■ **Texte fourni**:
######

Publication : 25/09/2006  |  00:00  |  Auteur : Jean Dionis



Monsieur le Ministre,
Mes chers collègues,

Il y a un peu d'électricité dans l'air……L'UDF souhaite ramener dans l'hémicycle un peu de raison et être "la force tranquille" de ce débat, si je peux me permettre d'emprunter le temps d'un débat, cette expression célèbre.

Nous voilà, donc, maintenant arrivés à l'article 10, où le projet de loi gouvernemental nous propose de réduire la participation minimale de l'Etat de 70 % à 34 %, et ceci assorti de plusieurs dispositions complémentaires.

Il s'agit donc de décider de la privatisation éventuelle de Gaz de France.

Comment en sommes nous arrivés là en partant de deux textes de lois, celui d'Août 2004, sur le service public de l'électricité et celui de Juillet 2005, sur la loi programme portant orientations sur la politique énergétique qui tous deux ont inscrit dans le marbre de la loi l'importance stratégique du caractère public de l'entreprise Gaz de France.

La réponse tient en un mot : Suez.

C'est parce qu'il y a eu au début de l'année 2006 l'OPA hostile d'ENEL sur Suez que le gouvernement, stimulé par le management de Suez, a décidé d'accélérer l'étude puis la mise en œuvre du rapprochement entre Suez et Gaz de France aboutissant au projet de loi qui nous est soumis aujourd'hui.

######

■ **Enregistrements fournis**:
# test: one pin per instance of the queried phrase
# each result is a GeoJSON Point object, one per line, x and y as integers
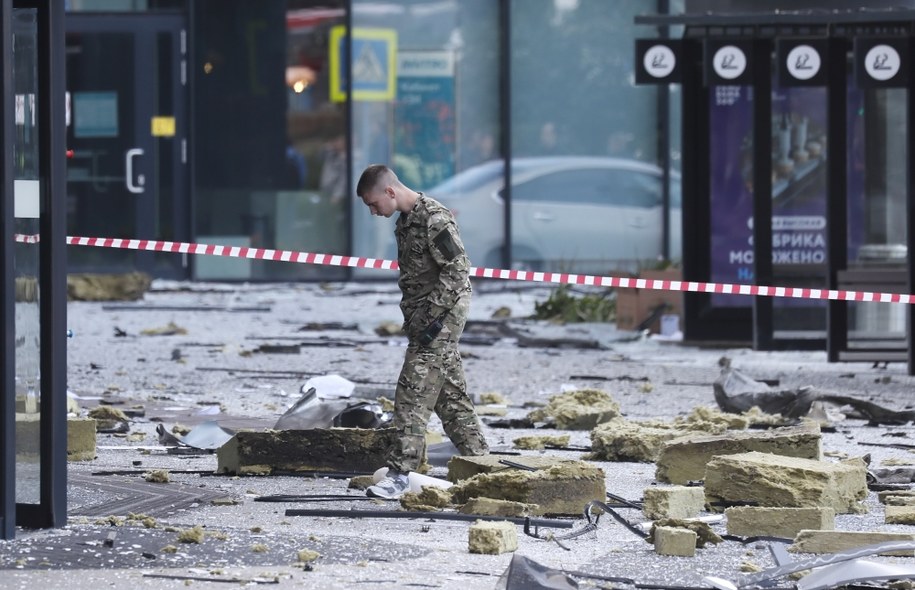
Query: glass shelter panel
{"type": "Point", "coordinates": [877, 179]}
{"type": "Point", "coordinates": [27, 190]}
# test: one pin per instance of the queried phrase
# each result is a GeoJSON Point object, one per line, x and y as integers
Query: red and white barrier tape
{"type": "Point", "coordinates": [492, 273]}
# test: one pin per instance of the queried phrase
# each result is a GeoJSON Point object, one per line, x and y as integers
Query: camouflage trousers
{"type": "Point", "coordinates": [432, 379]}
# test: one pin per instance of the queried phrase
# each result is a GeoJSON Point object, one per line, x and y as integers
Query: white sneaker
{"type": "Point", "coordinates": [392, 486]}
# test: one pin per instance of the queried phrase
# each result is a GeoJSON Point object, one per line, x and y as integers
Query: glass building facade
{"type": "Point", "coordinates": [287, 101]}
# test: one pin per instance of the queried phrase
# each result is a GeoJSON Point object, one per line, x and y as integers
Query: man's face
{"type": "Point", "coordinates": [380, 201]}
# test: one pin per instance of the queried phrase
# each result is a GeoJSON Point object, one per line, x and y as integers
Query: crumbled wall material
{"type": "Point", "coordinates": [81, 439]}
{"type": "Point", "coordinates": [107, 287]}
{"type": "Point", "coordinates": [675, 541]}
{"type": "Point", "coordinates": [752, 521]}
{"type": "Point", "coordinates": [684, 459]}
{"type": "Point", "coordinates": [561, 490]}
{"type": "Point", "coordinates": [776, 480]}
{"type": "Point", "coordinates": [900, 515]}
{"type": "Point", "coordinates": [340, 449]}
{"type": "Point", "coordinates": [464, 467]}
{"type": "Point", "coordinates": [621, 440]}
{"type": "Point", "coordinates": [493, 507]}
{"type": "Point", "coordinates": [429, 499]}
{"type": "Point", "coordinates": [492, 538]}
{"type": "Point", "coordinates": [899, 497]}
{"type": "Point", "coordinates": [821, 542]}
{"type": "Point", "coordinates": [582, 409]}
{"type": "Point", "coordinates": [673, 502]}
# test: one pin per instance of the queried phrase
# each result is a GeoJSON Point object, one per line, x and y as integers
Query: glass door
{"type": "Point", "coordinates": [126, 132]}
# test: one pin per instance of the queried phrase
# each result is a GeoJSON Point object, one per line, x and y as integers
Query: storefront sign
{"type": "Point", "coordinates": [881, 63]}
{"type": "Point", "coordinates": [657, 61]}
{"type": "Point", "coordinates": [727, 62]}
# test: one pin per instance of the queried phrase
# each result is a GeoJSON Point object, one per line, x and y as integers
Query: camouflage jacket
{"type": "Point", "coordinates": [434, 269]}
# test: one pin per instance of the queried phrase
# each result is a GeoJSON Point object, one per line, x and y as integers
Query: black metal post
{"type": "Point", "coordinates": [910, 218]}
{"type": "Point", "coordinates": [695, 174]}
{"type": "Point", "coordinates": [763, 325]}
{"type": "Point", "coordinates": [7, 284]}
{"type": "Point", "coordinates": [52, 274]}
{"type": "Point", "coordinates": [836, 194]}
{"type": "Point", "coordinates": [505, 122]}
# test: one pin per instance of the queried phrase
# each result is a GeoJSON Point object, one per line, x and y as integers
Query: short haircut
{"type": "Point", "coordinates": [370, 178]}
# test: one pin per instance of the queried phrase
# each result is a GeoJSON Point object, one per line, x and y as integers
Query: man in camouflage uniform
{"type": "Point", "coordinates": [435, 283]}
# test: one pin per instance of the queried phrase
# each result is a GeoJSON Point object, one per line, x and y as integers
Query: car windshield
{"type": "Point", "coordinates": [475, 177]}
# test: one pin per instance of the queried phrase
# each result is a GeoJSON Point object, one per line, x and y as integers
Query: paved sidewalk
{"type": "Point", "coordinates": [217, 367]}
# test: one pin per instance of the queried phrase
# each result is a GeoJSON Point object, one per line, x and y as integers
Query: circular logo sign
{"type": "Point", "coordinates": [729, 62]}
{"type": "Point", "coordinates": [882, 62]}
{"type": "Point", "coordinates": [659, 61]}
{"type": "Point", "coordinates": [803, 62]}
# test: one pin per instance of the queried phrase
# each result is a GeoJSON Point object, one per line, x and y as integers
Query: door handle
{"type": "Point", "coordinates": [128, 165]}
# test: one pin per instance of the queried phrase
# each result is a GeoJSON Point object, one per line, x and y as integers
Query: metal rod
{"type": "Point", "coordinates": [539, 522]}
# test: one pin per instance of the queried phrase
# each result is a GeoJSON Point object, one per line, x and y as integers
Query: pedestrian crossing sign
{"type": "Point", "coordinates": [373, 65]}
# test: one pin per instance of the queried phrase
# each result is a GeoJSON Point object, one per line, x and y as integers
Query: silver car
{"type": "Point", "coordinates": [569, 213]}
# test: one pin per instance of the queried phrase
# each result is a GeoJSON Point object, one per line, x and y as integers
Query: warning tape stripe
{"type": "Point", "coordinates": [489, 273]}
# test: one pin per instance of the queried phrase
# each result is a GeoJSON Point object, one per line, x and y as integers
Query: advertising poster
{"type": "Point", "coordinates": [799, 134]}
{"type": "Point", "coordinates": [424, 117]}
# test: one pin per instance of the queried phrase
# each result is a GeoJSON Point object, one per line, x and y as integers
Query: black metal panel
{"type": "Point", "coordinates": [505, 122]}
{"type": "Point", "coordinates": [910, 222]}
{"type": "Point", "coordinates": [837, 195]}
{"type": "Point", "coordinates": [52, 509]}
{"type": "Point", "coordinates": [802, 62]}
{"type": "Point", "coordinates": [763, 324]}
{"type": "Point", "coordinates": [7, 285]}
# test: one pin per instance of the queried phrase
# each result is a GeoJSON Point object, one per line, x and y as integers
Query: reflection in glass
{"type": "Point", "coordinates": [573, 100]}
{"type": "Point", "coordinates": [443, 121]}
{"type": "Point", "coordinates": [799, 139]}
{"type": "Point", "coordinates": [877, 196]}
{"type": "Point", "coordinates": [26, 197]}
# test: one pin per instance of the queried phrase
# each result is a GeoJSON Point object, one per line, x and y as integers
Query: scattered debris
{"type": "Point", "coordinates": [523, 573]}
{"type": "Point", "coordinates": [736, 392]}
{"type": "Point", "coordinates": [826, 577]}
{"type": "Point", "coordinates": [193, 535]}
{"type": "Point", "coordinates": [752, 521]}
{"type": "Point", "coordinates": [389, 329]}
{"type": "Point", "coordinates": [561, 489]}
{"type": "Point", "coordinates": [674, 541]}
{"type": "Point", "coordinates": [428, 499]}
{"type": "Point", "coordinates": [170, 329]}
{"type": "Point", "coordinates": [494, 507]}
{"type": "Point", "coordinates": [492, 538]}
{"type": "Point", "coordinates": [684, 459]}
{"type": "Point", "coordinates": [344, 449]}
{"type": "Point", "coordinates": [563, 307]}
{"type": "Point", "coordinates": [156, 476]}
{"type": "Point", "coordinates": [538, 443]}
{"type": "Point", "coordinates": [307, 555]}
{"type": "Point", "coordinates": [673, 502]}
{"type": "Point", "coordinates": [581, 409]}
{"type": "Point", "coordinates": [765, 479]}
{"type": "Point", "coordinates": [493, 398]}
{"type": "Point", "coordinates": [704, 532]}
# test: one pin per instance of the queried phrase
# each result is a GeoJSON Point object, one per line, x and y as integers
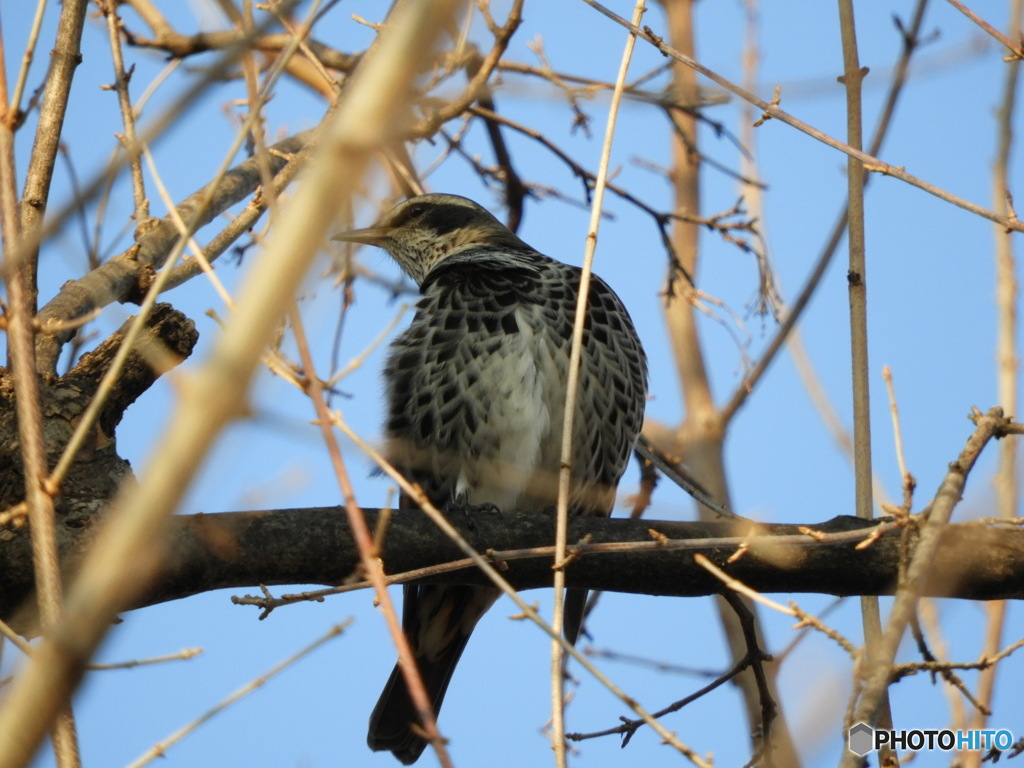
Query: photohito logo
{"type": "Point", "coordinates": [863, 738]}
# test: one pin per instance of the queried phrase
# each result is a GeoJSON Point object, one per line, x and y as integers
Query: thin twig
{"type": "Point", "coordinates": [132, 537]}
{"type": "Point", "coordinates": [1007, 480]}
{"type": "Point", "coordinates": [870, 163]}
{"type": "Point", "coordinates": [484, 564]}
{"type": "Point", "coordinates": [571, 386]}
{"type": "Point", "coordinates": [372, 564]}
{"type": "Point", "coordinates": [121, 80]}
{"type": "Point", "coordinates": [878, 670]}
{"type": "Point", "coordinates": [1016, 49]}
{"type": "Point", "coordinates": [160, 749]}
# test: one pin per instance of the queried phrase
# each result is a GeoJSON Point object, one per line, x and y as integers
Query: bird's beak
{"type": "Point", "coordinates": [372, 236]}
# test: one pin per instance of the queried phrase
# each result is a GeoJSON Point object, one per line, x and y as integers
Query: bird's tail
{"type": "Point", "coordinates": [437, 622]}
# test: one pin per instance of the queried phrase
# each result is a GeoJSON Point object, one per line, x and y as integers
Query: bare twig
{"type": "Point", "coordinates": [571, 386]}
{"type": "Point", "coordinates": [1016, 49]}
{"type": "Point", "coordinates": [131, 541]}
{"type": "Point", "coordinates": [870, 163]}
{"type": "Point", "coordinates": [160, 749]}
{"type": "Point", "coordinates": [878, 670]}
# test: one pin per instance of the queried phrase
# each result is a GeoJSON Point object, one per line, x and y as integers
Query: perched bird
{"type": "Point", "coordinates": [475, 401]}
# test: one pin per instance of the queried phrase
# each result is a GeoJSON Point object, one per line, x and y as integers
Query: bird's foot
{"type": "Point", "coordinates": [467, 514]}
{"type": "Point", "coordinates": [464, 508]}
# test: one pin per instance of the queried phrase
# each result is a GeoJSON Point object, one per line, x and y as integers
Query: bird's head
{"type": "Point", "coordinates": [424, 230]}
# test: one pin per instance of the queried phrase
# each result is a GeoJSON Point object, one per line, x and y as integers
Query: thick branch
{"type": "Point", "coordinates": [126, 276]}
{"type": "Point", "coordinates": [314, 546]}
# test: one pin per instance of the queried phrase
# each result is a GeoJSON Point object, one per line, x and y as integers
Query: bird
{"type": "Point", "coordinates": [475, 398]}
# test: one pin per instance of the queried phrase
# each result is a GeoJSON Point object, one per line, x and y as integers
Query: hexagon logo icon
{"type": "Point", "coordinates": [861, 739]}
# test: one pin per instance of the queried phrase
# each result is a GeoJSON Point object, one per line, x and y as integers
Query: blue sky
{"type": "Point", "coordinates": [931, 282]}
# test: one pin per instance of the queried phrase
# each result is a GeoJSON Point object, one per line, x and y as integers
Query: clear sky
{"type": "Point", "coordinates": [931, 283]}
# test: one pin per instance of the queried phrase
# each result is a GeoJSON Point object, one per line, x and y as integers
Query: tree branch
{"type": "Point", "coordinates": [975, 561]}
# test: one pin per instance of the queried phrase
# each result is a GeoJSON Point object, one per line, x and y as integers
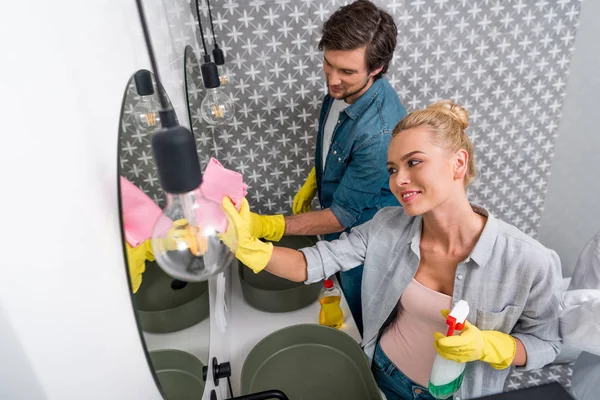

######

■ **Exercices écrits**:
1. Relevez toutes les entreprises nommées dans le discours sur la privatisation de Gaz de France.
2. Poursuivez le discours sur la privatisation de Gaz de France à partir de sa dernière phrase.

■ **Corrigé des exercices**:
1.
- Gaz de France
- Suez
- ENEL

2.
C'est pour cette raison que tout discours tendant à organiser le débat sur la privatisation de GDF en dehors du contexte du projet de fusion GDF-Suez est vide de sens.

Le 34 % de l'article 10, c'est la fusion GDF-Suez,
La privatisation de GDF, c'est la fusion GDF-Suez,

Alors ? Au début de ce débat, il faut mieux en prendre acte et l'UDF vous propose de nous poser ensemble une première question :

" Le jeu en vaut-il la chandelle ? "

Parce que finalement cette histoire est assez simple.
Le jeu, c'est la fusion GDF-Suez,
La chandelle, c'est la privatisation de GDF...
et pour nous à l'UDF le jeu n'en vaut pas la chandelle.

Commençons par le jeu...

Mais à quoi doit donc bien servir la fusion de GDF avec Suez ?

On nous explique, officiellement, qu’il s’agit de créer un grand groupe industriel, un géant, un champion de l'environnement et de l'énergie bien utile pour, entre autre, sécuriser nos approvisionnements. Pourquoi pas ?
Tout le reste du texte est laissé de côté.